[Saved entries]
_____

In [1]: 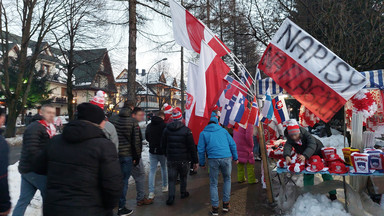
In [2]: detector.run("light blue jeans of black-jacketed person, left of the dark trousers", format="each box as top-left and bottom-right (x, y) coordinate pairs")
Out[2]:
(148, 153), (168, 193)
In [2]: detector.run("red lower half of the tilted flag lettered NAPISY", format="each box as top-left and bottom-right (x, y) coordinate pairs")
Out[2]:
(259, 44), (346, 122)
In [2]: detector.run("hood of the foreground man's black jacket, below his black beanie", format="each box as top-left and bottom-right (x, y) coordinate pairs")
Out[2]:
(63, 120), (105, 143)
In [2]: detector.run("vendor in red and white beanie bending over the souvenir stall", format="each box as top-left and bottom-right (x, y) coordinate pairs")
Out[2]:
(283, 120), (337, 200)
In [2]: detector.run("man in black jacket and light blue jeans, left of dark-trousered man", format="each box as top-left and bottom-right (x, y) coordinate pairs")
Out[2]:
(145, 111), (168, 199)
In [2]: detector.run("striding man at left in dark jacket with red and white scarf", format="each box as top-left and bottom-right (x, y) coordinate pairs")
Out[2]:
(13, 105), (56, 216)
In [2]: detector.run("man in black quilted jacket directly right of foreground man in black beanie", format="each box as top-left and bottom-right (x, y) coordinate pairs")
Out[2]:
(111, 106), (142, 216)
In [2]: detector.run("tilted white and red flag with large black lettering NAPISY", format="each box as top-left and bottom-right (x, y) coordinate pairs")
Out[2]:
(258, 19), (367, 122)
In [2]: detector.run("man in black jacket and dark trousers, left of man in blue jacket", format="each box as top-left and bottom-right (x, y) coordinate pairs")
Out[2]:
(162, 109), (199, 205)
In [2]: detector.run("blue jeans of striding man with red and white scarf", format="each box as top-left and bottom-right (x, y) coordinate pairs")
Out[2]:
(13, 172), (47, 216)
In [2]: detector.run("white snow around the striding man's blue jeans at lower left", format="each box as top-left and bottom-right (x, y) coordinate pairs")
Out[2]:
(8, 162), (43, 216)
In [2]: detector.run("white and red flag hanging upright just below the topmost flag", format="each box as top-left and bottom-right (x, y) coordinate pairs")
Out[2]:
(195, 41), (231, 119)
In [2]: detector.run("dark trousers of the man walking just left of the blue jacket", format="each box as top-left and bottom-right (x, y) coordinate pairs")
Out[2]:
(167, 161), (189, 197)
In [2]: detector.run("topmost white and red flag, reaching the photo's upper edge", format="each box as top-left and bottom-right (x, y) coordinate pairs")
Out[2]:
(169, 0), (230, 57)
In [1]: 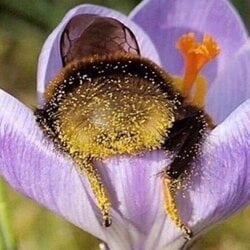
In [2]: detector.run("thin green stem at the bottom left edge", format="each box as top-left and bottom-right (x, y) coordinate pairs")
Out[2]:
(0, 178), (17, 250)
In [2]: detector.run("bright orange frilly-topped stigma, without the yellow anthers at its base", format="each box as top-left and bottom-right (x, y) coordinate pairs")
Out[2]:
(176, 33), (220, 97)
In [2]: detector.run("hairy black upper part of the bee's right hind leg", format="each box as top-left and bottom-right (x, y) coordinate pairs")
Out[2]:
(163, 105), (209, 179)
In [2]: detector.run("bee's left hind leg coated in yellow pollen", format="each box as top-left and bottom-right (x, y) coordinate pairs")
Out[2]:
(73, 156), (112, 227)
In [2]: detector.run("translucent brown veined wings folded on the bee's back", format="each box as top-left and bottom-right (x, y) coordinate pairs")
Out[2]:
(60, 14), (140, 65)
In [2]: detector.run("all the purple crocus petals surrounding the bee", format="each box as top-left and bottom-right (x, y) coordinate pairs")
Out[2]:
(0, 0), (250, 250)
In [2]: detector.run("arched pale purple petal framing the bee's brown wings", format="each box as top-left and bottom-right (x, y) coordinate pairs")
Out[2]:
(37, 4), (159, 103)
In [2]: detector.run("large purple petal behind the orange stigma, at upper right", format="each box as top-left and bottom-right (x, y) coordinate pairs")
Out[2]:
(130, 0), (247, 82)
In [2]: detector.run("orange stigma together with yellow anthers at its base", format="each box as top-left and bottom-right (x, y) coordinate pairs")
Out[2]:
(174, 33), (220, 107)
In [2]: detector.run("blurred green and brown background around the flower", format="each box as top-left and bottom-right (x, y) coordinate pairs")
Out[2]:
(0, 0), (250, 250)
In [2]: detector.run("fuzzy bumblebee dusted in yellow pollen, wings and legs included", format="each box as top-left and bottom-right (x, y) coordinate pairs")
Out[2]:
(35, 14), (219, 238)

_____

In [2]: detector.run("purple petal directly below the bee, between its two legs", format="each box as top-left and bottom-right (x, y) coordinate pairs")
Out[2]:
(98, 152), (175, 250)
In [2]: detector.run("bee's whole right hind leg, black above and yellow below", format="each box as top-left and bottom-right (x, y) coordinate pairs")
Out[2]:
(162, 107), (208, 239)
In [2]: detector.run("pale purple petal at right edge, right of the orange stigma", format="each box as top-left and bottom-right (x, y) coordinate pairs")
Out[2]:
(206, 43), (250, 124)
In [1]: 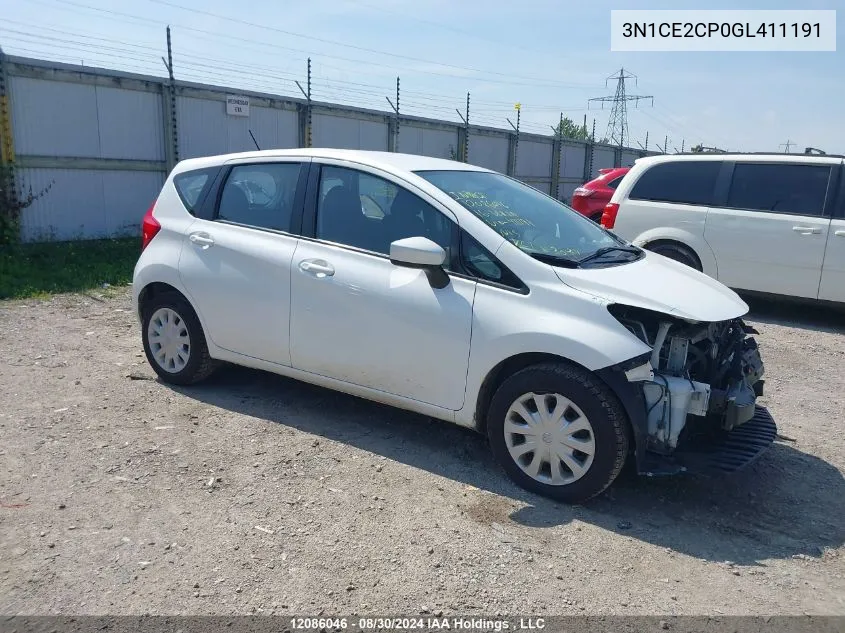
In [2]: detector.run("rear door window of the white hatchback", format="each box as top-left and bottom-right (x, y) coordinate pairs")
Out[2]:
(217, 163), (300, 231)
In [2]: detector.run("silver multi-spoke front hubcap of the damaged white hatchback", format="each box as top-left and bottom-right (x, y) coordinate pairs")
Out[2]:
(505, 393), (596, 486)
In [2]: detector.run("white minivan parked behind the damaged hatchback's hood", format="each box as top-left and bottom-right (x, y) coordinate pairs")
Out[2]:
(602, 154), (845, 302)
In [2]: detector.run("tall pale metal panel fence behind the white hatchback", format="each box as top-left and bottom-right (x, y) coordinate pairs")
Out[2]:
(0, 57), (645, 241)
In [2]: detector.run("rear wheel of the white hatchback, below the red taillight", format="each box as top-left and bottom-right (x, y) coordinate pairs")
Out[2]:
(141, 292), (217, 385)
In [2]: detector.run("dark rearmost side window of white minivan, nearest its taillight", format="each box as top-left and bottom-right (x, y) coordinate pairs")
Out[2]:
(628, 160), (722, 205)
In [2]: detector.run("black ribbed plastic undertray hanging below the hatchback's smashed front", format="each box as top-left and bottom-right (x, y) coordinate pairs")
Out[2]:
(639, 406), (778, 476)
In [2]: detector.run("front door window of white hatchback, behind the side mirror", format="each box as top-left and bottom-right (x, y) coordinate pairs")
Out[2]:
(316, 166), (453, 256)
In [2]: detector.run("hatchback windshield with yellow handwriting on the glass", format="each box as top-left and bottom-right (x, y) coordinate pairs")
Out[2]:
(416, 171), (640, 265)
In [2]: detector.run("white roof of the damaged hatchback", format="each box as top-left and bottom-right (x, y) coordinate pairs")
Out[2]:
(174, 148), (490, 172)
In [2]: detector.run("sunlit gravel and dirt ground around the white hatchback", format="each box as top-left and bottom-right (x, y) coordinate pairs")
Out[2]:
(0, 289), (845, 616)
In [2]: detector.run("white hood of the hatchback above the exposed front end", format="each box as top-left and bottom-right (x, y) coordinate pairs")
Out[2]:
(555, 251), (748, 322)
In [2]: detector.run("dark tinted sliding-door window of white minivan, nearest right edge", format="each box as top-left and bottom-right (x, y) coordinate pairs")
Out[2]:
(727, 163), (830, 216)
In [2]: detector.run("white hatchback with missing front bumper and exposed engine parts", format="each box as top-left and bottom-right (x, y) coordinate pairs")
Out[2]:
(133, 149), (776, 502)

_____

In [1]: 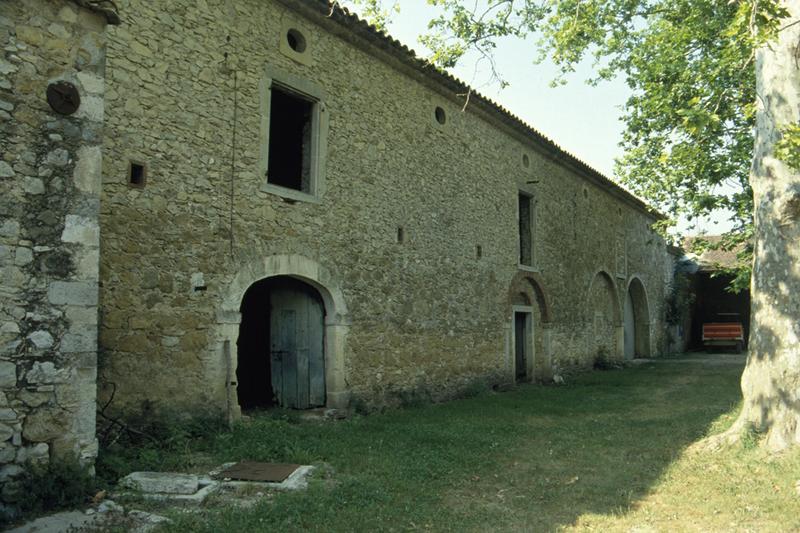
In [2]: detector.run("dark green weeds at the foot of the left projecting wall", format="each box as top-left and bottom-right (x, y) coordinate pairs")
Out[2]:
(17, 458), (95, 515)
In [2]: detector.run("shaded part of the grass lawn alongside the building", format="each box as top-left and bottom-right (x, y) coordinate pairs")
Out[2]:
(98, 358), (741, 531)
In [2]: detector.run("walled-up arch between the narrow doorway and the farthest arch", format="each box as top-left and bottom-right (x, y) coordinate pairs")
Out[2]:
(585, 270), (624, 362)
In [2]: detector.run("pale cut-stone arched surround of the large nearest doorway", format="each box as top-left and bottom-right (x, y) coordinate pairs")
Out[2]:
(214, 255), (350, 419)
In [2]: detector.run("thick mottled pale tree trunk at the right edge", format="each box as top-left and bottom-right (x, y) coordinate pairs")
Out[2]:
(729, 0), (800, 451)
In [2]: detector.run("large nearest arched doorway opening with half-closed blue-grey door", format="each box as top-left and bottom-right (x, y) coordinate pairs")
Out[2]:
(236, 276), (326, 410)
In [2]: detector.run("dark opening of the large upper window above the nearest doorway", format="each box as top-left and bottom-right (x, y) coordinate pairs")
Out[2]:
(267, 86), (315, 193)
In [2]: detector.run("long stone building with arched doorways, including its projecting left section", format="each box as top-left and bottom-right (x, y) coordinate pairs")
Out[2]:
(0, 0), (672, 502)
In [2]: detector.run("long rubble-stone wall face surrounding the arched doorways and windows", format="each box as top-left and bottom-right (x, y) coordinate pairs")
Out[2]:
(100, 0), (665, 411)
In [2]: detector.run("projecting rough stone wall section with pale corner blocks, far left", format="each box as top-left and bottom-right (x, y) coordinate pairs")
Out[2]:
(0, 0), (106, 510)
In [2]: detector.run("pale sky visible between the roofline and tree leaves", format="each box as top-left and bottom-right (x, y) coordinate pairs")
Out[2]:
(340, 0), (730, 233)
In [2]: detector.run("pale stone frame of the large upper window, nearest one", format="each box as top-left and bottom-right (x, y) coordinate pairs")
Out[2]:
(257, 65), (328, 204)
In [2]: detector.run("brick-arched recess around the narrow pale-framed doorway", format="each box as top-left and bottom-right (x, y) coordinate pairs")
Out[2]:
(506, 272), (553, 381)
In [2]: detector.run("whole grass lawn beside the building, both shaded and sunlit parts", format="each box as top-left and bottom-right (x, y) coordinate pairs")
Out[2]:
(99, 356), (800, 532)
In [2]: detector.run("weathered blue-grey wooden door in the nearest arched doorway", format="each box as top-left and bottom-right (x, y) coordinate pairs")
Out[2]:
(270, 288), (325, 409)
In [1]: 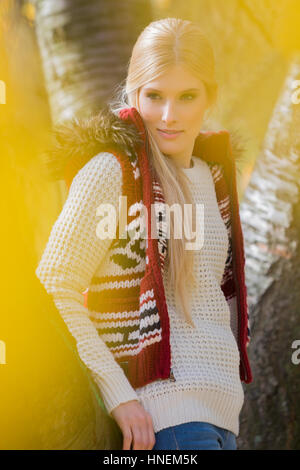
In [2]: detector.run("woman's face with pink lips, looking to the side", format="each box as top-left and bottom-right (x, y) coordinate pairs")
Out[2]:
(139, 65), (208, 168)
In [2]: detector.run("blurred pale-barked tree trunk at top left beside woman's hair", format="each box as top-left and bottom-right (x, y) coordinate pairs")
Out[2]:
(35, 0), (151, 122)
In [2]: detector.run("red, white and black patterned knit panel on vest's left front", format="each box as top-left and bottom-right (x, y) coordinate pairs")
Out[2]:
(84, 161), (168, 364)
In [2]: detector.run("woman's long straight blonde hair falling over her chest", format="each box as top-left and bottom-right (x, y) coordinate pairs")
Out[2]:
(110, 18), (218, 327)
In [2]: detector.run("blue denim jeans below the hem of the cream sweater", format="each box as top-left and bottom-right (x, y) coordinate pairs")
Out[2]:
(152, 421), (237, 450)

_____

Instructions for the task: Look through the entries above and report each line where the string "dark" occurs.

Result of this exercise:
In [2]: detector.run("light blue jeans of black-jacketed person, left of the dark trousers", format="each box as top-left and bottom-right (x, y) coordinate pairs")
In [2]: detector.run("man in black jacket and light blue jeans, left of dark-trousered man", format="each box as top-left and bottom-right (x, y) coordinate pairs")
In [2]: detector.run("striding man at left in dark jacket with red and white scarf", format="each box as top-left and bottom-right (x, y) coordinate pairs")
In [2]: detector.run("man in black jacket and dark trousers, left of man in blue jacket", format="each box as top-left and bottom-right (x, y) coordinate pairs")
In [2]: detector.run("dark trousers of the man walking just left of the blue jacket", format="each box as top-left and bottom-right (x, y) coordinate pairs")
In [2]: detector.run("dark rearmost side window of white minivan, nearest its taillight", format="each box as top-left and bottom-right (x, y) coordinate pairs")
In [2]: detector.run("dark tinted sliding-door window of white minivan, nearest right edge", format="each box as top-left and bottom-right (x, y) coordinate pairs")
In [2]: detector.run("dark green weeds at the foot of the left projecting wall", format="each box as top-left and bottom-right (x, y) coordinate pairs")
In [2]: detector.run("dark opening of the large upper window above the nearest doorway", format="each box as top-left and bottom-right (x, y) coordinate pairs")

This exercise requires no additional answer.